Locate each line below that contains the word "find", treating uppercase and lowercase as different, and copy those lines.

Source records
+-------+

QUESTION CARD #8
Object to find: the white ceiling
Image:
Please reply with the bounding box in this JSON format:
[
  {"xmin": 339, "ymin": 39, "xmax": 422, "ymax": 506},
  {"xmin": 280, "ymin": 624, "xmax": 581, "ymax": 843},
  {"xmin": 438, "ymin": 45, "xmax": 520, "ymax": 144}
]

+-------+

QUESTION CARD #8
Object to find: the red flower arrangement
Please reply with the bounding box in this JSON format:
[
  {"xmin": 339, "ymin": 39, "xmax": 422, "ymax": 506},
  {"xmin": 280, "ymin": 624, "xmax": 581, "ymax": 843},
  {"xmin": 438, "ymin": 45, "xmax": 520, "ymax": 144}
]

+-------+

## Finished answer:
Object to find: the white ceiling
Object to find: the red flower arrangement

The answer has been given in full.